======== TASK MATERIAL ========

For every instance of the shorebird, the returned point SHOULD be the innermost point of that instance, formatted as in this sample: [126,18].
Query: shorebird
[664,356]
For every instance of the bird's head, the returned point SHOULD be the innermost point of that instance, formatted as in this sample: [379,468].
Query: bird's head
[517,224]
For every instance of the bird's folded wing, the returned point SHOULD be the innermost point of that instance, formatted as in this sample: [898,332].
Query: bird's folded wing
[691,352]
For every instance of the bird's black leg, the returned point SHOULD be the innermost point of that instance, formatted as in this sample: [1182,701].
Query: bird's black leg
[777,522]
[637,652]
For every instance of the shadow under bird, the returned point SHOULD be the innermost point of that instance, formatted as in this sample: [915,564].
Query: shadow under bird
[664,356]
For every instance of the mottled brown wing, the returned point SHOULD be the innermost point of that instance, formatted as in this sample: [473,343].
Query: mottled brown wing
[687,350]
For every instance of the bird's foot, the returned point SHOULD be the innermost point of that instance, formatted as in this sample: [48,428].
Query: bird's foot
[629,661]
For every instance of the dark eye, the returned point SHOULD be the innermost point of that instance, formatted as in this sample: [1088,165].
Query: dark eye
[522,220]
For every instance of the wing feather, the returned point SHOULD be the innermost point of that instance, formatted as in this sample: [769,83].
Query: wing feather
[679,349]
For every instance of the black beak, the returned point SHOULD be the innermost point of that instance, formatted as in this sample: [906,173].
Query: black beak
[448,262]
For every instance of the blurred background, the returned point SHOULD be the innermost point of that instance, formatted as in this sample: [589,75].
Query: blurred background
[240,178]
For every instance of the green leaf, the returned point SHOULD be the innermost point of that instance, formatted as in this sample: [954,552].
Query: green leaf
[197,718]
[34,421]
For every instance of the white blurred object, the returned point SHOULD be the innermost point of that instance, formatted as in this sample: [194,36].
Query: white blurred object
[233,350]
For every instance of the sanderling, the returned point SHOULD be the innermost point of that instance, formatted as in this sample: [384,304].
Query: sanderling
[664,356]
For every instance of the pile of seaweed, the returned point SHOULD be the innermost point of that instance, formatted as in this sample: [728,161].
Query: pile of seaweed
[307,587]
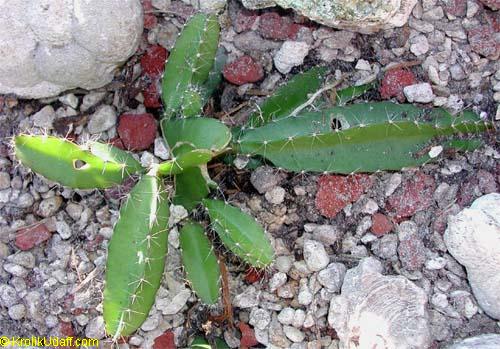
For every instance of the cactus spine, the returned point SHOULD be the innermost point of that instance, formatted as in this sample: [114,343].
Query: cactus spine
[73,166]
[240,233]
[200,262]
[136,257]
[189,66]
[361,138]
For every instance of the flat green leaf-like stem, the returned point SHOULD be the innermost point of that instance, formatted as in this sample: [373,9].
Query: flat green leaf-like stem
[201,133]
[65,162]
[359,138]
[136,257]
[240,233]
[289,96]
[200,262]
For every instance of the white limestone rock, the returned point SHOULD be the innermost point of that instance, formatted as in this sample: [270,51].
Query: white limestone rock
[49,46]
[360,16]
[484,341]
[473,239]
[378,311]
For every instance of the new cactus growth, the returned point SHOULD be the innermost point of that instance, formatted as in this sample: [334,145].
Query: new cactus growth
[136,257]
[240,233]
[189,65]
[344,139]
[65,162]
[360,138]
[200,262]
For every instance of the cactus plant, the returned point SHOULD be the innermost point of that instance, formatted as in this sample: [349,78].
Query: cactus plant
[360,137]
[136,257]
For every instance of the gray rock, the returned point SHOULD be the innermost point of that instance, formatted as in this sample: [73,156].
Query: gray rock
[484,341]
[70,100]
[283,263]
[276,195]
[419,45]
[91,99]
[332,277]
[327,234]
[102,120]
[286,316]
[23,258]
[360,16]
[260,318]
[473,238]
[15,269]
[8,295]
[305,296]
[49,207]
[248,299]
[44,118]
[278,280]
[291,54]
[95,328]
[419,93]
[315,255]
[17,311]
[63,229]
[55,45]
[396,305]
[4,180]
[264,179]
[386,247]
[293,334]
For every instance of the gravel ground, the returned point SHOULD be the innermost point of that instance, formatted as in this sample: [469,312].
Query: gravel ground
[53,240]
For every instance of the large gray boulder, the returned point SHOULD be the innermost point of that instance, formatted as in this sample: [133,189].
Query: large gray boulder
[49,46]
[473,238]
[379,311]
[360,15]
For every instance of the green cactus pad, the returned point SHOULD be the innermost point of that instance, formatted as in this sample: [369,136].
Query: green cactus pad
[184,161]
[71,165]
[110,153]
[190,188]
[202,133]
[136,257]
[190,61]
[358,138]
[215,76]
[200,262]
[240,233]
[288,97]
[202,343]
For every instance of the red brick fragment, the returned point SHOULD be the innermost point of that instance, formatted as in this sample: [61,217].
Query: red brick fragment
[248,339]
[415,194]
[380,224]
[336,192]
[394,82]
[254,275]
[153,60]
[137,131]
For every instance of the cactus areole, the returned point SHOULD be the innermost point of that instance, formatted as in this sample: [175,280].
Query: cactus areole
[345,138]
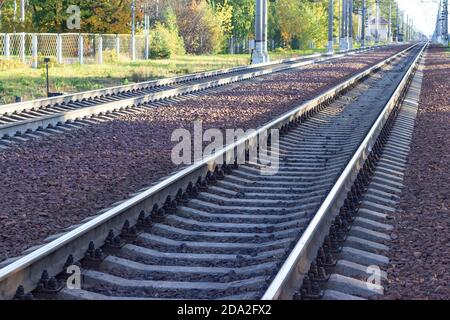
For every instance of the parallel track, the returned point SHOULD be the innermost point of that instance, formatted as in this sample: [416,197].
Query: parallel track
[22,121]
[229,235]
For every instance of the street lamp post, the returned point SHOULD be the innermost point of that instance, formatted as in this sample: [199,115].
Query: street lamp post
[350,24]
[363,25]
[133,30]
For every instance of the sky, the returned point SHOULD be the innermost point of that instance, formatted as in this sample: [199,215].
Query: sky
[423,13]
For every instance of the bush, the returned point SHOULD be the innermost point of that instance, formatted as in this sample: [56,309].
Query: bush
[165,42]
[110,56]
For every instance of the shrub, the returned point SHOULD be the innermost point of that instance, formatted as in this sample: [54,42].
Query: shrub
[41,63]
[110,56]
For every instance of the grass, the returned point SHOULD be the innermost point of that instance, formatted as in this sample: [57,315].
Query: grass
[18,80]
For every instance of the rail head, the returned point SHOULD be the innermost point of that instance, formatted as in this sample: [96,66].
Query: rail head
[289,278]
[26,271]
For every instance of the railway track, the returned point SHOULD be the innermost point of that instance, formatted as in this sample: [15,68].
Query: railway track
[226,232]
[20,122]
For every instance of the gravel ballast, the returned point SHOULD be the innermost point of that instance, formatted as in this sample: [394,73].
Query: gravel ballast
[420,254]
[52,183]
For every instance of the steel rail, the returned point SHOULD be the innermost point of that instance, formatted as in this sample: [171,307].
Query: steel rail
[13,108]
[289,278]
[26,271]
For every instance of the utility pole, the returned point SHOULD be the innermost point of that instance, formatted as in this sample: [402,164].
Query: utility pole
[330,25]
[133,30]
[445,22]
[363,26]
[343,40]
[260,54]
[350,25]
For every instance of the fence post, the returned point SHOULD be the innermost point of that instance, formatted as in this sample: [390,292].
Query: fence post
[118,47]
[22,47]
[80,49]
[34,64]
[147,46]
[59,49]
[7,43]
[100,49]
[133,47]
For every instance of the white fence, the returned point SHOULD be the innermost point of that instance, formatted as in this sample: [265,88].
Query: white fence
[73,47]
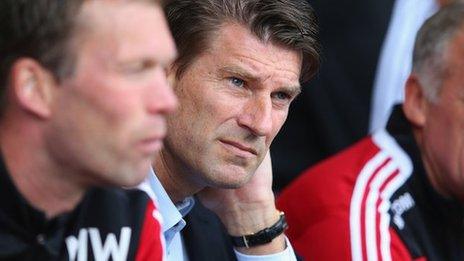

========

DESCRIPTION OF THE TASK → List every line in the records above that contains the word "bush".

RESPONSE →
For every instance of the bush, the returned point SHOULD be the innermost point of that instance, formatted as in this sample: [56,309].
Query: bush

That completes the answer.